* OPDRACHT A: Schrijf uit de tekst over angststoornissen letterlijk het stuk over dat loopt van "Angst roept ook" tot en met "van een paniekstoornis.".
* OPDRACHT B: Klopt elke uitspraak hieronder volgens de tekst over angststoornissen? Antwoord per uitspraak met ja of nee en citeer letterlijk de woorden uit de tekst die de doorslag geven: (i) Bij een paniekstoornis zijn SSRI's de eerste keus. (ii) Jongens hebben vaker last van angststoornissen dan meisjes. (iii) Het is duidelijk hoe groot de rol van erfelijkheid is.

* GEKOZEN TEKST:
◆ ◆ ◆ ◆ ◆ ◆ ◆
De behandeling start altijd met voorlichting; dit is bij sommige patiënten voldoende om de angstklachten te laten uitdoven. Ook kan gestart worden met cognitieve gedragstherapie of een antidepressivum. SSRI’s zijn de meest gebruikte medicatie bij sociale fobie.

 

Paniekstoornis

Een paniekaanval is een begrensde periode van intense angst of gevoel van onbehagen, waarbij ten minste vier van de volgende symptomen ontstaan die binnen tien minuten een maximum bereiken:

  • cardiopulmonale symptomen:
    • pijn of onaangenaam gevoel op de borst
    • gevoel van ademnood of verstikken
    • naar adem snakken
    • hartkloppingen, bonzend hart of versnelde hartactie
  • autonome symptomen:
  • transpireren
  • opvliegers of koude rillingen
  • gastro-intestinale symptomen: misselijkheid of buikklachten
  • trillen of beven
  • paresthesieën (verdoofd gevoel of tintelende sensaties)
  • gevoel van duizeligheid, onvastheid, licht in het hoofd, flauwte
  • derealisatie (gevoel van onwerkelijkheid) of depersonalisatie (gevoel los van zichzelf te staan)
  • angst om de zelfbeheersing te verliezen
  • angst om dood te gaan.
  • neurologische symptomen:
  • psychiatrische symptomen

 

Angst roept ook angst op: de mensen zijn voortdurend bang om een paniekaanval te krijgen.

Agorafobia is straatvrees. Dit is een angst om een vertrouwde en veilige omgeving te verlaten. Mensen die dit hebben vermijden plaatsen of situaties waar vluchten onmogelijk is, of hulp niet verkregen kan worden (bij aanval). Daarnaast kun je bezorgd zijn over de consequenties van de opgetreden paniekaanval en er kan een gedragsverandering optreden. Als dit langer dan een maand duurt kan je spreken van een paniekstoornis.

 

Bij de behandeling van een paniekstoornis zijn SSRI's de eerste keus. TCA's kunnen ook gebruikt worden, maar SSRI's zijn veiliger en toleranter.

 

Epidemiologie en pathogenese

Bij klachten van angst kunnen ook andere psychische stoornissen in de differentiaal diagnose staan, zoals autisme, psychosen en middelenmisbruik. Gemiddeld komen angststoornissen bij 5-10% van de kinderen voor, waarbij meisjes vaker last hebben. Het is niet duidelijk in welke mate erfelijkheid een rol speelt. Waarschijnlijk leiden de genetische varianten alleen in combinatie met omgevingsfactoren tot een angststoornis. Uit onderzoeken blijkt dat het vreescircuit in de hersenen bij mensen met angststoornissen te gevoelig staat afgesteld. Er lijkt een rol van de amygdala (functie: waarneming angstig gelaat) en de prefrontale cortex (functie: remmen van emotionele reacties) te zijn. Risicofactoren voor angststoornissen op kinderleeftijd zijn en slechte hechting en een over beschermende opvoeding.
◆ ◆ ◆ ◆ ◆ ◆ ◆
* GEGEVENS:

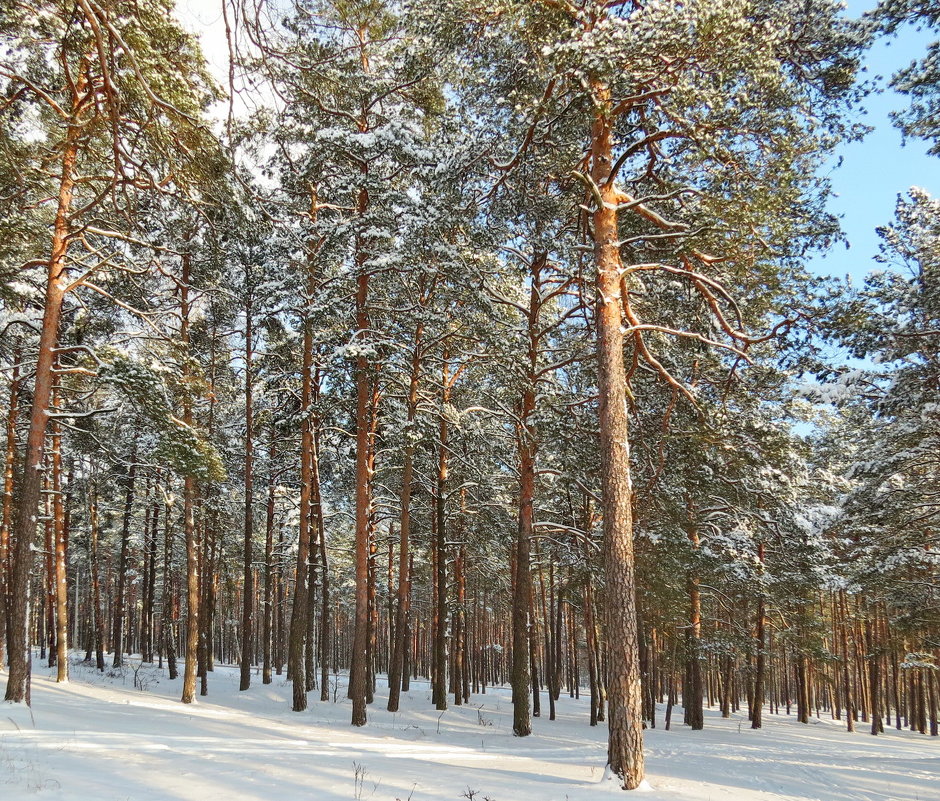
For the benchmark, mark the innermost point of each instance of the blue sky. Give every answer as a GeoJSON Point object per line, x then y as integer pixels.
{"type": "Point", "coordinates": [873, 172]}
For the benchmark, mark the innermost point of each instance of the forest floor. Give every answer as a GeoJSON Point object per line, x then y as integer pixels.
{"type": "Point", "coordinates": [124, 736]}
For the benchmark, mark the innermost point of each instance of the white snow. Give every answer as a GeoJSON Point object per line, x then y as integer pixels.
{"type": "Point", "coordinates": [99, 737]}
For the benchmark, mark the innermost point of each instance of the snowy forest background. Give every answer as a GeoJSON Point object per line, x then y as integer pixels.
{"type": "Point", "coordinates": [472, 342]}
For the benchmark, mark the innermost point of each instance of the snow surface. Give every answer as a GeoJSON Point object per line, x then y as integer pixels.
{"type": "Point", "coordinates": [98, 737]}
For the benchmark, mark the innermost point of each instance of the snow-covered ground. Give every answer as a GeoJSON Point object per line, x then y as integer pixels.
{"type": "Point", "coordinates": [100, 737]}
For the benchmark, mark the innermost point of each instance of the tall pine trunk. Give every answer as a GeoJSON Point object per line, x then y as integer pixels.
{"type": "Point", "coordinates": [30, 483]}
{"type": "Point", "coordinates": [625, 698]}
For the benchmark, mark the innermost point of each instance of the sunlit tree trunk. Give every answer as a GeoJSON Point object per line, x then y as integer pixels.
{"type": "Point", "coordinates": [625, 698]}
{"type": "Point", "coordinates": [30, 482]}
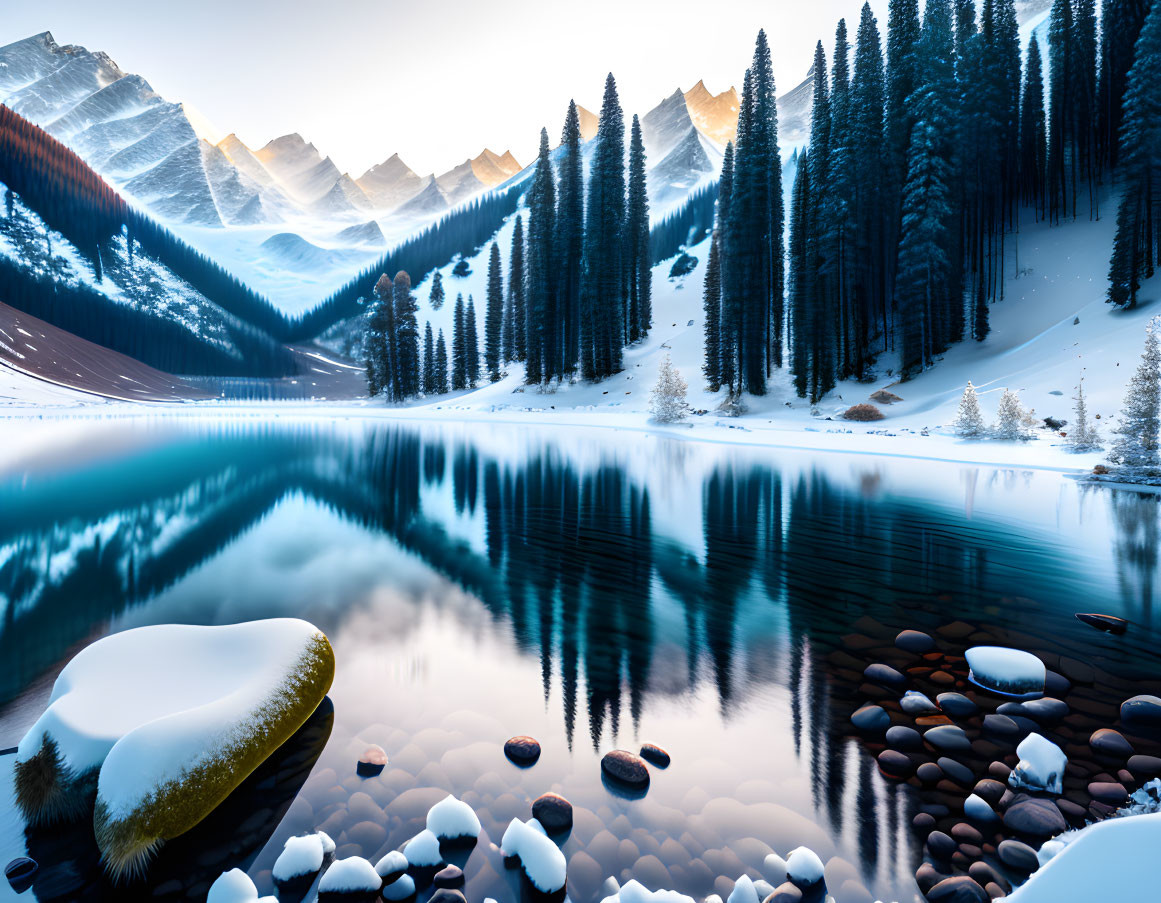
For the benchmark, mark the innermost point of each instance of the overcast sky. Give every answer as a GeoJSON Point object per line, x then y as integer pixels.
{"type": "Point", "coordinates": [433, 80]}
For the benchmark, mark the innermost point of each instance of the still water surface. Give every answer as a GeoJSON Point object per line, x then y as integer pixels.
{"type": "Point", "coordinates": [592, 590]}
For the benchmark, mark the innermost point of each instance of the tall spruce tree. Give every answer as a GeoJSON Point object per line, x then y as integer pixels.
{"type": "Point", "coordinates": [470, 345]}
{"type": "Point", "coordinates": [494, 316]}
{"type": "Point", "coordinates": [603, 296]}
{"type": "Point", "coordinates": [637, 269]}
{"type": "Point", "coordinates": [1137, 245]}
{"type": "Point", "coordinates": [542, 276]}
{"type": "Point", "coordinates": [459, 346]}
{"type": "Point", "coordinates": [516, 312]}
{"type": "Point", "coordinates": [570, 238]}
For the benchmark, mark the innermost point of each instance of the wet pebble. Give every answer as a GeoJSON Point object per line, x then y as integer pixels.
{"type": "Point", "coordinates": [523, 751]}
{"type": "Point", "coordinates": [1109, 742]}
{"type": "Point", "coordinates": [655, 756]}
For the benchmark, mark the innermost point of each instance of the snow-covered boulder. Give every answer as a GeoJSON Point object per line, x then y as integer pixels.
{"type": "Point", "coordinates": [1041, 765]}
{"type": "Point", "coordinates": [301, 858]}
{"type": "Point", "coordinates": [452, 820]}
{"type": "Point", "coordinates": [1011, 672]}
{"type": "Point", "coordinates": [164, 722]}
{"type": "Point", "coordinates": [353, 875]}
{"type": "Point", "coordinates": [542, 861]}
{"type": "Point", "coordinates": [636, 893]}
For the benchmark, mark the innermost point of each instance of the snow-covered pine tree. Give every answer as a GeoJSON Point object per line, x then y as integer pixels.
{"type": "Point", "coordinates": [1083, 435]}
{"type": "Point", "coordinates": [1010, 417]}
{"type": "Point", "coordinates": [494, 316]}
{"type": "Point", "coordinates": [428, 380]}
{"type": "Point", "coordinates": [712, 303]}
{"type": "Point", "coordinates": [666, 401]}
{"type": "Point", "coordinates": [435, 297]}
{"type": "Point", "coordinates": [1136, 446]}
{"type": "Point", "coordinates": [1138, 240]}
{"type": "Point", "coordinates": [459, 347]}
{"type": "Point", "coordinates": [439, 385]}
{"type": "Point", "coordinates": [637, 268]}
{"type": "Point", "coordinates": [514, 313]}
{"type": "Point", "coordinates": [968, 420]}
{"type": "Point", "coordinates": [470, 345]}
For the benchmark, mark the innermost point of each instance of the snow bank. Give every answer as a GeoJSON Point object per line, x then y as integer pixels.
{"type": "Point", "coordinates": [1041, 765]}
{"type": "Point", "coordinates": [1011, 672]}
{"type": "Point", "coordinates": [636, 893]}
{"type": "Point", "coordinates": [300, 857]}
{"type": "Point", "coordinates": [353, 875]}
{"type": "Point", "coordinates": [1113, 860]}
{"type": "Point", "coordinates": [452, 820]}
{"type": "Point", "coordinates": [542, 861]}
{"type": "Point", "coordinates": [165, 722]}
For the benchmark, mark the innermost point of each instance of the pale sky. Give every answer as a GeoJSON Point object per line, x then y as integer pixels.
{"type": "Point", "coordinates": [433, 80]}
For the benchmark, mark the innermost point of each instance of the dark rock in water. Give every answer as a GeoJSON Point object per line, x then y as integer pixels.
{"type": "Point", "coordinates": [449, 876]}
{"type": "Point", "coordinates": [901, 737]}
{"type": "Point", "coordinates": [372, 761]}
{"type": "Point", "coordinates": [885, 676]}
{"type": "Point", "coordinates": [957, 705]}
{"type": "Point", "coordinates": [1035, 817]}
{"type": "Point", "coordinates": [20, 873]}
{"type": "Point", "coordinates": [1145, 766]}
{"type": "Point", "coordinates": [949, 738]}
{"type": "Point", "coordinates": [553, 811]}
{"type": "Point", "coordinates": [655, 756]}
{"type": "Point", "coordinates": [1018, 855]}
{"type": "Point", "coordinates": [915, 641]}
◆ ◆ ◆ ◆ ◆ ◆ ◆
* JOUW ANTWOORD A:
Angst roept ook angst op: de mensen zijn voortdurend bang om een paniekaanval te krijgen.

Agorafobia is straatvrees. Dit is een angst om een vertrouwde en veilige omgeving te verlaten. Mensen die dit hebben vermijden plaatsen of situaties waar vluchten onmogelijk is, of hulp niet verkregen kan worden (bij aanval). Daarnaast kun je bezorgd zijn over de consequenties van de opgetreden paniekaanval en er kan een gedragsverandering optreden. Als dit langer dan een maand duurt kan je spreken van een paniekstoornis.

* JOUW ANTWOORD B:
(i) Ja: "Bij de behandeling van een paniekstoornis zijn SSRI's de eerste keus."
(ii) Nee: "waarbij meisjes vaker last hebben"
(iii) Nee: "Het is niet duidelijk in welke mate erfelijkheid een rol speelt."